* **The exercise**
Copy all of the data below word for word, but leave out the pictures.

* **Entries supplied**
((

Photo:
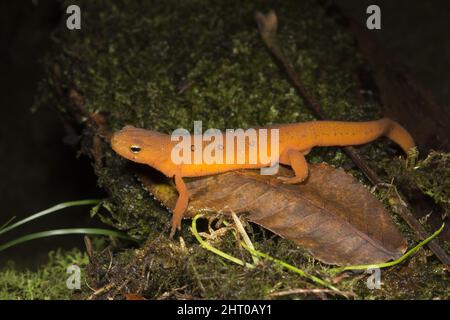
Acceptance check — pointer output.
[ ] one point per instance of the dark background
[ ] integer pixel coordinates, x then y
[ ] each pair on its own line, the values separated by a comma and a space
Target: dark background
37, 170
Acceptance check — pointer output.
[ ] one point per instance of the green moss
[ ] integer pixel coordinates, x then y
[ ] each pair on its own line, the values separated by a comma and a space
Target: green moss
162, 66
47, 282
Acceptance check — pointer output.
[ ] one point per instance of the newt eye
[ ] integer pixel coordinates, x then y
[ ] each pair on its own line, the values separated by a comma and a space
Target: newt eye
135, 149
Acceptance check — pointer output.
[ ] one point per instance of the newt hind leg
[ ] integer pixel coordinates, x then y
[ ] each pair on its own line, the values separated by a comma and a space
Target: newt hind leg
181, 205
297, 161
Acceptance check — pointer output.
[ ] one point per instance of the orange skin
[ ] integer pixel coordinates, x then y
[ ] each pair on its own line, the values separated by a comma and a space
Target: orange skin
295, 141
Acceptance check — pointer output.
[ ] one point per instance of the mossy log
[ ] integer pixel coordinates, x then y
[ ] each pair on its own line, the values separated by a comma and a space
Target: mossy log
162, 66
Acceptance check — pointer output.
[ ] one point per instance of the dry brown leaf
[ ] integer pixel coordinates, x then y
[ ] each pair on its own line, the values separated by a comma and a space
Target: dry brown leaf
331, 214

))

* **Answer to this problem**
Photo:
Acceptance check — pointer output.
[ ] one point per instance of the dark background
[ ] integer pixel coordinates, x then y
[ ] each pair on its own line, the values separated by a comma and a space
Target: dark background
37, 170
Acceptance check — pointer output.
[ ] one point per instance of the green moss
[ ] integer pixel coordinates, x then y
[ ] each pair on its own line, the values separated by a comma and a space
Target: green moss
162, 66
47, 282
Acceptance check — pointer output.
[ ] one point per instance of the newt eye
[ ] integer pixel coordinates, x then y
[ ] each pair on its own line, the values separated by a comma and a space
Target: newt eye
135, 149
Acceptance check — pointer output.
[ ] one point per instance of the newt hind leg
[ ] integer pixel coordinates, x then y
[ ] each pair on its own line, the values separated by a comma and a space
Target: newt hind leg
181, 205
297, 161
Acceptance check — pointer output.
[ ] one point per instance of the orange skin
[ ] integer pixel coordinates, x then y
[ ] each pair on its own line, the values separated by a comma and a space
Target: orange skin
295, 141
Acceptance check — pointer output.
[ ] one point per instance of the mossy log
[ ] integer pixel coordinates, x then y
[ ] each pair on its own line, the values separated by a comma and a space
Target: mossy log
162, 66
Acceptance check — pointer output.
[ ] one point per instance of the dry brown leaf
[ ] integer pixel coordinates, x then y
[ ] each pair on its own line, the values separated by a comma and a space
Target: dry brown leaf
331, 214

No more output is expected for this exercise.